## RECORDS PROVIDED:
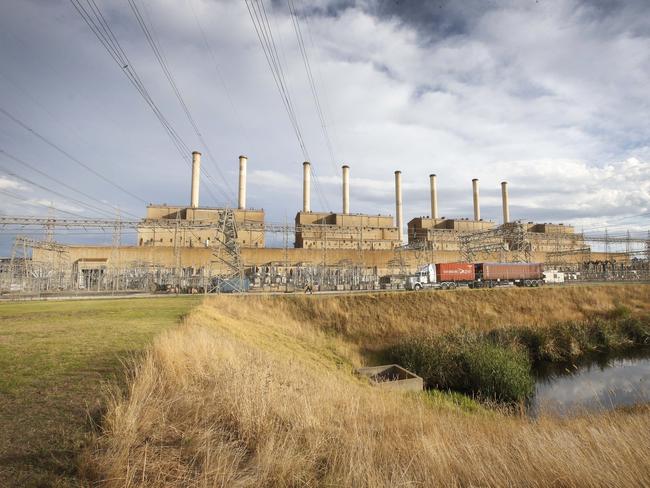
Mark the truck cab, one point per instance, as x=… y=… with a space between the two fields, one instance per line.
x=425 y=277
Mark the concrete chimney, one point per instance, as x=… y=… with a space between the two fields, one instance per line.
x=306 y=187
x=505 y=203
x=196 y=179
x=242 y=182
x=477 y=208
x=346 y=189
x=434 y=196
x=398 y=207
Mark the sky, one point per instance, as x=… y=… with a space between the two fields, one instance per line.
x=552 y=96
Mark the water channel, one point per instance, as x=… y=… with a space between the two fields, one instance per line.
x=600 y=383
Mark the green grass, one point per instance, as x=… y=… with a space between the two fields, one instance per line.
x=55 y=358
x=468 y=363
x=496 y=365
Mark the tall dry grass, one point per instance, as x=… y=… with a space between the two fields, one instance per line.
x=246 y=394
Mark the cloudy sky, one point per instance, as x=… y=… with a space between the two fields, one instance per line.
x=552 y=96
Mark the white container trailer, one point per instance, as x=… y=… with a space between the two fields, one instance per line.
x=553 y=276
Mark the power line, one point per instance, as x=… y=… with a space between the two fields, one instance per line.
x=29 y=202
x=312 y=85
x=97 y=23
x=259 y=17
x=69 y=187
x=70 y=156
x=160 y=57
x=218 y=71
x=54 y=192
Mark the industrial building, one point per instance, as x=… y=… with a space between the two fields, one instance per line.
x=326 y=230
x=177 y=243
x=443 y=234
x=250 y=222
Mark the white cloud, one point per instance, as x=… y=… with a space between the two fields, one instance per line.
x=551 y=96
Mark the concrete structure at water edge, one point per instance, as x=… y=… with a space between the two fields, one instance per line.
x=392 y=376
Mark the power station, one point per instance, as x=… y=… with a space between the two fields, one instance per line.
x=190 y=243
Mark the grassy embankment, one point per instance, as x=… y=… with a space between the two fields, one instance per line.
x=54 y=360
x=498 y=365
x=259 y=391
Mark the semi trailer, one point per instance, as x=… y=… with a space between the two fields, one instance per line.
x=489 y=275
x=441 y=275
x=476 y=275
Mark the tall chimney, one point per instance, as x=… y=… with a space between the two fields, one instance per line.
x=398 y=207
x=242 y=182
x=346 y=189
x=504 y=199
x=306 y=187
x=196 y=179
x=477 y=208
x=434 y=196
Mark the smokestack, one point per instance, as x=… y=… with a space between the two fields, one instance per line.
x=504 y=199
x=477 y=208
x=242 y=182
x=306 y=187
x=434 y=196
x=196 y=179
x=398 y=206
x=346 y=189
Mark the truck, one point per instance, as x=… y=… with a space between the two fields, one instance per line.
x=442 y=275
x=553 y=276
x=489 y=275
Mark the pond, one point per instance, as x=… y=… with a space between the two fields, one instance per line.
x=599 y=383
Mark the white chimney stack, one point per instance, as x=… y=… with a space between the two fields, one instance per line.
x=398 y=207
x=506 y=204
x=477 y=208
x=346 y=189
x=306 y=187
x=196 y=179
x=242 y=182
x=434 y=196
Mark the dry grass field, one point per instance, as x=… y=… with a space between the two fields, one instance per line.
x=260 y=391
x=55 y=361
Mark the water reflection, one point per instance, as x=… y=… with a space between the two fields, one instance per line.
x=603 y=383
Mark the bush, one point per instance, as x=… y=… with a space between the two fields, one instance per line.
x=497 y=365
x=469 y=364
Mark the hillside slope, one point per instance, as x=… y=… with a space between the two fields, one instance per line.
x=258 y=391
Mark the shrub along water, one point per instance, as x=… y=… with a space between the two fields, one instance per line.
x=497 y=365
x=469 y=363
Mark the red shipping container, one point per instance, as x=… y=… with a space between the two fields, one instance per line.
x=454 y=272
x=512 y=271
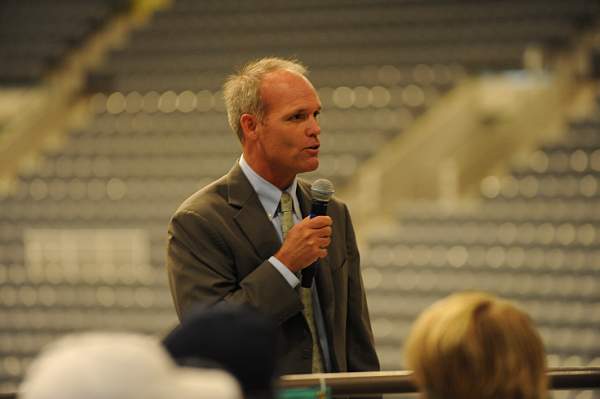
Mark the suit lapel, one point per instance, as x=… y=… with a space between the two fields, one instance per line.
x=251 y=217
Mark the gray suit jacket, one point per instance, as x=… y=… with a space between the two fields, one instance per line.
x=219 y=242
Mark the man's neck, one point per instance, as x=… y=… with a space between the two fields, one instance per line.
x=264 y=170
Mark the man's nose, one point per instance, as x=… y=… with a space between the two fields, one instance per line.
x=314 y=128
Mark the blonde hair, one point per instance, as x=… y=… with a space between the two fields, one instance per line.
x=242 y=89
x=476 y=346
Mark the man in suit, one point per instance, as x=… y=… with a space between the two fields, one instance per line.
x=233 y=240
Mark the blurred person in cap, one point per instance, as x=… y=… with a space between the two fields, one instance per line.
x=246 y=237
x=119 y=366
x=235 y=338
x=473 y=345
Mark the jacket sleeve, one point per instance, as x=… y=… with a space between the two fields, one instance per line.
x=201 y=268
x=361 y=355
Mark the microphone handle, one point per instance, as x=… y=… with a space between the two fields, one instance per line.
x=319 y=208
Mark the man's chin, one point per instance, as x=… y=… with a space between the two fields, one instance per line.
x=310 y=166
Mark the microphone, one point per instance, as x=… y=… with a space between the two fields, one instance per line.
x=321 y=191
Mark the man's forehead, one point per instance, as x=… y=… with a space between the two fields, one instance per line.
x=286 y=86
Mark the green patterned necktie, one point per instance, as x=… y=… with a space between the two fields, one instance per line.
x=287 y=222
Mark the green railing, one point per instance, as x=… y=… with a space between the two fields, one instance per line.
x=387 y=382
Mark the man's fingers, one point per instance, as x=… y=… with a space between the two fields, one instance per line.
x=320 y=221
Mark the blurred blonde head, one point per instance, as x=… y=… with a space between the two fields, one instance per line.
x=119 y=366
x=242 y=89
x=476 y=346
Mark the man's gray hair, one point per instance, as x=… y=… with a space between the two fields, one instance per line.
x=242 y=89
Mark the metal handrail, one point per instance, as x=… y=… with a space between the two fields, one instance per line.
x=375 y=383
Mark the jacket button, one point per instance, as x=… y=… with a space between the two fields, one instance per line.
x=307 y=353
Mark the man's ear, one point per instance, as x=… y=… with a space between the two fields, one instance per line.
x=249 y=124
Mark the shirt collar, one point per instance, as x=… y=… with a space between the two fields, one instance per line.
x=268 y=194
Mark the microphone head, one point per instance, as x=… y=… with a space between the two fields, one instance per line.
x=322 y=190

## WORK INSTRUCTIONS:
Type out all of the records exactly, leaving out any picture.

## COMPLETED TASK:
Mark the truck cab, one point per instance, as x=… y=… with a space between the two fields, one instance per line.
x=425 y=277
Mark the concrete chimney, one point per instance, as x=… y=… with a space between the two fields, one instance per line.
x=306 y=187
x=505 y=203
x=196 y=179
x=242 y=182
x=477 y=208
x=346 y=189
x=434 y=196
x=398 y=207
Mark the sky, one point per instance, as x=… y=… with a space between the two fields, one instance per line.
x=552 y=96
Mark the water channel, one point per instance, as x=… y=… with a space between the two fields, one instance per line.
x=600 y=383
Mark the green grass, one point per instance, as x=… y=… with a space between the two fields, one instance per line.
x=55 y=358
x=468 y=363
x=496 y=365
Mark the tall dry grass, one point per instance, as x=… y=… with a space between the two fields, one instance per line.
x=246 y=394
Mark the cloudy sky, one point per instance, as x=… y=… with a space between the two fields, one instance per line.
x=552 y=96
Mark the white container trailer, one point per instance, as x=… y=… with a space between the two fields, one instance per line.
x=553 y=276
Mark the power line, one point per instance, as x=… y=… with a space between the two fields, one instance per line.
x=29 y=202
x=312 y=85
x=97 y=23
x=259 y=17
x=69 y=187
x=70 y=156
x=160 y=57
x=218 y=71
x=54 y=192
Mark the industrial building, one point per instance, as x=… y=… with a space between the two fields, one instance per line.
x=326 y=230
x=177 y=243
x=443 y=234
x=250 y=222
Mark the white cloud, one point per instance, as x=… y=… with a space between the two fields, one instance per line.
x=551 y=96
Mark the concrete structure at water edge, one point per instance, as x=… y=… with a space between the two fields, one instance per line.
x=392 y=376
Mark the power station, one point per instance, as x=… y=… with a space between the two fields, one instance per line.
x=190 y=243
Mark the grassy embankment, one point per instance, as x=… y=… with a space between the two fields, one instance per line.
x=54 y=360
x=498 y=365
x=259 y=391
Mark the semi trailer, one point per instance, as x=… y=… with a space between the two fields, one instance per line.
x=489 y=275
x=441 y=275
x=476 y=275
Mark the tall chimney, one point per instance, as x=… y=… with a space between the two fields, one instance per line.
x=398 y=207
x=242 y=182
x=346 y=189
x=504 y=199
x=306 y=187
x=196 y=179
x=477 y=208
x=434 y=196
Mark the smokestack, one point per instance, as x=… y=… with a space between the two fields, one instance per line.
x=504 y=199
x=477 y=208
x=242 y=182
x=306 y=187
x=434 y=196
x=196 y=179
x=398 y=206
x=346 y=189
Mark the truck, one point per instance, as x=… y=… with a space between the two fields, one instance per line.
x=442 y=275
x=553 y=276
x=489 y=275
Mark the pond, one point per instance, as x=… y=… with a space between the two fields, one instance per line.
x=599 y=383
Mark the white chimney stack, one point per instance, as x=… y=… with a space between the two fields, one instance per line.
x=398 y=207
x=506 y=204
x=477 y=208
x=346 y=189
x=306 y=187
x=196 y=179
x=242 y=182
x=434 y=196
Mark the dry grass field, one point per instance, as x=… y=… with a space between the two fields, one instance per line.
x=260 y=391
x=55 y=361
Mark the water reflection, one point per instance, as x=… y=… with a space between the two fields, one instance per line.
x=603 y=383
Mark the bush, one point per instance, as x=… y=… with a space between the two fields, one instance per line.
x=497 y=365
x=469 y=364
Mark the hillside slope, one point per instance, as x=… y=… with a space between the two fields, one instance per line.
x=258 y=391
Mark the shrub along water, one point per instance, as x=… y=… with a space between the two fields, one instance per line.
x=497 y=365
x=469 y=363
Mark the red shipping container, one point per instance, as x=… y=… with a space between the two fields, one instance per line.
x=454 y=272
x=512 y=271
Mark the suit lapel, one point per instance, as x=… y=… with a space between the two fields, one instance per line.
x=251 y=217
Mark the gray suit jacket, one point per instance, as x=… y=… with a space between the two fields, one instance per line.
x=219 y=242
Mark the man's neck, one point per instance, as x=… y=… with a space between the two fields, one instance per line.
x=264 y=170
Mark the man's nose, one point per instance, as x=… y=… with a space between the two fields, one instance per line.
x=314 y=128
Mark the blonde hair, one point per instance, as x=… y=… with a space between the two fields, one instance per line.
x=242 y=89
x=476 y=346
Mark the man in suit, one point per instance, as x=… y=… with a space between the two fields, one instance per line.
x=233 y=240
Mark the blurred person in cap, one point per instance, as x=… y=… with a space between the two fields, one instance per line.
x=246 y=237
x=119 y=366
x=235 y=338
x=473 y=345
Mark the jacket sleeve, one point per instance, as x=… y=… with a space between the two fields, one instance per line.
x=201 y=268
x=361 y=355
Mark the microphone handle, one point per instance, as x=… y=… with a space between the two fields, one instance per line.
x=319 y=208
Mark the man's chin, one point per instance, as x=… y=… with a space between the two fields, one instance per line.
x=310 y=166
Mark the microphone, one point per instance, as x=… y=… with a space between the two fields, one instance per line.
x=321 y=191
Mark the man's forehead, one point per instance, as x=… y=… with a space between the two fields, one instance per line.
x=286 y=86
Mark the green patterned necktie, one point per instance, as x=… y=… with a space between the two fields, one instance per line.
x=287 y=222
Mark the green railing, one point per instance, as x=… y=… with a space between the two fields, one instance per line.
x=387 y=382
Mark the man's fingers, one point per instance, as x=… y=… with a space between the two fields, one instance per line.
x=320 y=221
Mark the blurred blonde head, one point per instance, as x=… y=… with a space between the two fields, one instance per line.
x=119 y=366
x=242 y=89
x=476 y=346
Mark the man's gray hair, one point per instance, as x=… y=… with a space between the two fields, one instance per line.
x=242 y=89
Mark the metal handrail, one point per instance, as x=… y=… with a space between the two fields, one instance per line.
x=375 y=383
Mark the jacket button, one point per instance, as x=… y=… with a space between the two fields, one instance per line.
x=307 y=353
Mark the man's ear, one point per instance, as x=… y=… with a space between the two fields, one instance per line.
x=249 y=124
Mark the shirt collar, one point per instance, as x=… y=… with a space between the two fields, one instance per line.
x=268 y=194
Mark the microphone head, one point per instance, as x=… y=… with a space between the two fields, one instance per line.
x=322 y=190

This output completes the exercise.